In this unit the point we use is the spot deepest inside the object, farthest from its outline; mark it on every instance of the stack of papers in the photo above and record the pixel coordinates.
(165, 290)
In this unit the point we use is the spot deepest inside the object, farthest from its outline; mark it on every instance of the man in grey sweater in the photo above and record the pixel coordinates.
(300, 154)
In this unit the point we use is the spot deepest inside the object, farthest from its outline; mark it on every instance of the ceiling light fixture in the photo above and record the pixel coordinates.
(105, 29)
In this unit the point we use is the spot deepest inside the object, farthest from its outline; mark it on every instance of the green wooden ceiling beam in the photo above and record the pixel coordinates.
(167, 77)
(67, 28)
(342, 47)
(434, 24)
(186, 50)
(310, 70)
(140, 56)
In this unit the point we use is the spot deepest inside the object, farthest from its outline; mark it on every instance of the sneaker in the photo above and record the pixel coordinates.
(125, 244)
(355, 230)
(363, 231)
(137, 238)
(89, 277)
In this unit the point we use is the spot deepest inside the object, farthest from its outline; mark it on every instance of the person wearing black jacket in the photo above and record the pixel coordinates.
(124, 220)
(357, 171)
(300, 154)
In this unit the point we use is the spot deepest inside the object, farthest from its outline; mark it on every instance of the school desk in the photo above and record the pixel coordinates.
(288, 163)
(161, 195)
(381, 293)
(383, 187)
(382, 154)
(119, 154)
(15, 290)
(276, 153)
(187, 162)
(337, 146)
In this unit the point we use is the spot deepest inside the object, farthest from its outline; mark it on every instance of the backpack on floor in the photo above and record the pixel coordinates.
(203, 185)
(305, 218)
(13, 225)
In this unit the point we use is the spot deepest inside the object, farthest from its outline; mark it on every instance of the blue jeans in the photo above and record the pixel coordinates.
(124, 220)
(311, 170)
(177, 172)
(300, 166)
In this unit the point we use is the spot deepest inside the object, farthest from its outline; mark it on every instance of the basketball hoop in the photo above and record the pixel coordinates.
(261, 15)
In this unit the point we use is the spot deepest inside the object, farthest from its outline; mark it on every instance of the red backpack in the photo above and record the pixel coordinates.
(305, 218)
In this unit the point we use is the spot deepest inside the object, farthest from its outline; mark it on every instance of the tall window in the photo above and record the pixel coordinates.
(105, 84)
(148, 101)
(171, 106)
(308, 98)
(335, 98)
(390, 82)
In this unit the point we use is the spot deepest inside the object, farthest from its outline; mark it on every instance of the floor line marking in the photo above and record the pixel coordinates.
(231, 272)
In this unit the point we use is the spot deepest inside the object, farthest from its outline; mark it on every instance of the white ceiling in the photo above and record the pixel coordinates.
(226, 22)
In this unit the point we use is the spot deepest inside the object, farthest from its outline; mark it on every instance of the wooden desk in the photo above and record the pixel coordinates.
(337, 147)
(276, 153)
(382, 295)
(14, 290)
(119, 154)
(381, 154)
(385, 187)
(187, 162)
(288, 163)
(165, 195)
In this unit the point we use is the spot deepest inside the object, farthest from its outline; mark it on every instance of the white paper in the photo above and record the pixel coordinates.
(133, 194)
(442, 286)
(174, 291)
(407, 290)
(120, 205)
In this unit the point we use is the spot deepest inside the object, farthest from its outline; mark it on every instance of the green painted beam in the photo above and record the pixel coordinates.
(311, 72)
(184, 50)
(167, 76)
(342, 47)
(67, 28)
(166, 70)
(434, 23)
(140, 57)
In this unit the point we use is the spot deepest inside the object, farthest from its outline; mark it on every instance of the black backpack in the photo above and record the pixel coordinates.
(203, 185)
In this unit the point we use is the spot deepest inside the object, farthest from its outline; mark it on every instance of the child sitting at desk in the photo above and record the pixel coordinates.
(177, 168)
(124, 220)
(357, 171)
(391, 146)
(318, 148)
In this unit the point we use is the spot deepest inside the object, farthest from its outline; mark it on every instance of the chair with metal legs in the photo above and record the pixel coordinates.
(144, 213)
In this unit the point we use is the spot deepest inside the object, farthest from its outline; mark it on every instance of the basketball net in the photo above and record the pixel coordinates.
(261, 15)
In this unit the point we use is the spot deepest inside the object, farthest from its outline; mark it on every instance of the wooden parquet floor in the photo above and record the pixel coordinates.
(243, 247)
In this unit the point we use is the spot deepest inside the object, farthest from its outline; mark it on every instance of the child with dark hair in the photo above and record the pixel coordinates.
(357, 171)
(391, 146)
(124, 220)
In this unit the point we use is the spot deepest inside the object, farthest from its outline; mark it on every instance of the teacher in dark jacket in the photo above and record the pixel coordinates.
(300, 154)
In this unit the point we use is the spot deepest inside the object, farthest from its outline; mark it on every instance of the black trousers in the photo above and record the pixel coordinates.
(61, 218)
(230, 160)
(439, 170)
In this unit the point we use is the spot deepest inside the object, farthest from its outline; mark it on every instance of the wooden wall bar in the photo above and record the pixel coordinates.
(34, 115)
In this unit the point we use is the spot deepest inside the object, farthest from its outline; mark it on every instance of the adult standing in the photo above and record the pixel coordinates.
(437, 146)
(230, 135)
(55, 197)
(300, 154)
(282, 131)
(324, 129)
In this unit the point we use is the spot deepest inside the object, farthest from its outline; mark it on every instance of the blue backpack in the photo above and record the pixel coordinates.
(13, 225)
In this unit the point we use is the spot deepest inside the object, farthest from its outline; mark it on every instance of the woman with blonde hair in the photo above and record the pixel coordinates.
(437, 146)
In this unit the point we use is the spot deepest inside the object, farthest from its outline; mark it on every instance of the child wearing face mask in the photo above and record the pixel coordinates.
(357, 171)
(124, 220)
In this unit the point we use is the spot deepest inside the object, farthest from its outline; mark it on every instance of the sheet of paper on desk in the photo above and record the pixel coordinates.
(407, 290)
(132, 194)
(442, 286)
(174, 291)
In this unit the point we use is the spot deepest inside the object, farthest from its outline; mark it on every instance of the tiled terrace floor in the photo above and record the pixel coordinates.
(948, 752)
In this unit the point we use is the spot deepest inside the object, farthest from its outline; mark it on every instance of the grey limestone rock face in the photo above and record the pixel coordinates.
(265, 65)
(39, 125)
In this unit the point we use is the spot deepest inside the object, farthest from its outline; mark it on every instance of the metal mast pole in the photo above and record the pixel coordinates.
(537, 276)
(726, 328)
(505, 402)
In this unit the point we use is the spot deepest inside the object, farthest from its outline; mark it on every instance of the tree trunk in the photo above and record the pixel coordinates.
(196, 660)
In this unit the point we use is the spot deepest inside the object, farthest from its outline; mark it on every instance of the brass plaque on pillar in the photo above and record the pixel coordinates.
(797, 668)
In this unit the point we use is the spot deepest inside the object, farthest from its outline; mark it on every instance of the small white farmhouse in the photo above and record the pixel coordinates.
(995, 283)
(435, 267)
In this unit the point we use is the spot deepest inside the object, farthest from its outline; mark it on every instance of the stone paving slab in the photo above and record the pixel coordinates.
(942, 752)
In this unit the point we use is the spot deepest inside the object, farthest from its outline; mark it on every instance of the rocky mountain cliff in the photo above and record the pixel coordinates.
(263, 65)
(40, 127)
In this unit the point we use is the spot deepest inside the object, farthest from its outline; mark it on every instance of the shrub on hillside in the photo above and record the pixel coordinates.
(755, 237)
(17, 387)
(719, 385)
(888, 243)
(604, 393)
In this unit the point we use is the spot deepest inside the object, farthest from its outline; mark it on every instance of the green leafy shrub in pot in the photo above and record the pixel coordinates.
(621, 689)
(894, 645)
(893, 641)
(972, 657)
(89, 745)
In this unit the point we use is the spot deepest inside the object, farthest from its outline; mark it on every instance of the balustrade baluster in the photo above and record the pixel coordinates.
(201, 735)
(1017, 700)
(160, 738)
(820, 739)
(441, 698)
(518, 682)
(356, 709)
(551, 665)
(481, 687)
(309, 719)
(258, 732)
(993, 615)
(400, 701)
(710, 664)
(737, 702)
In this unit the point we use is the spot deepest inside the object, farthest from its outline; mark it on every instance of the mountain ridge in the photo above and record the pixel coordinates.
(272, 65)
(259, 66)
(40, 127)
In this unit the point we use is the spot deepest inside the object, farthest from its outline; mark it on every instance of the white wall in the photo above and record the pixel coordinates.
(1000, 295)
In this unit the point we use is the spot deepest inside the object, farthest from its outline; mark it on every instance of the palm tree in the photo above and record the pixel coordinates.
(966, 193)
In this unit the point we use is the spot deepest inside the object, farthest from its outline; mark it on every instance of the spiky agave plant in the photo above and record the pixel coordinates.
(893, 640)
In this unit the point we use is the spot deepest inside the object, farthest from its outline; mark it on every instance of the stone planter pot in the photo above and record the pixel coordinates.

- _EXERCISE OBJECTIVE_
Exactly as written, give again every line from the one containing "of the mountain" through the last line of the material above, and no other lines.

- _WRITTEN SOLUTION_
In this unit the point we use is the spot deepest inside the object, farthest from its outline; mark it on every instance of the mountain ridge in the photo above and record the pixel coordinates.
(272, 65)
(259, 66)
(40, 127)
In this unit the point we use is the spot deepest inside the object, farthest from its outline; mark it on every instance of the white wall in the photo above and record the pixel coordinates.
(1000, 295)
In this unit the point we use is the spot deepest inside the object, farthest from its outline; mark it on every instance of the palm tree in the photo above and record the pixel coordinates.
(966, 193)
In this unit the point we use is the spot deepest inside the object, farthest from its outline; mark it on every instance of the spiky agave plant in the photo above and record the pixel coordinates.
(893, 640)
In this unit the point we use is the spot deepest inside the object, farthest from its outline; mark it on every instance of the stone planter pot in the photo above and record the pixel coordinates.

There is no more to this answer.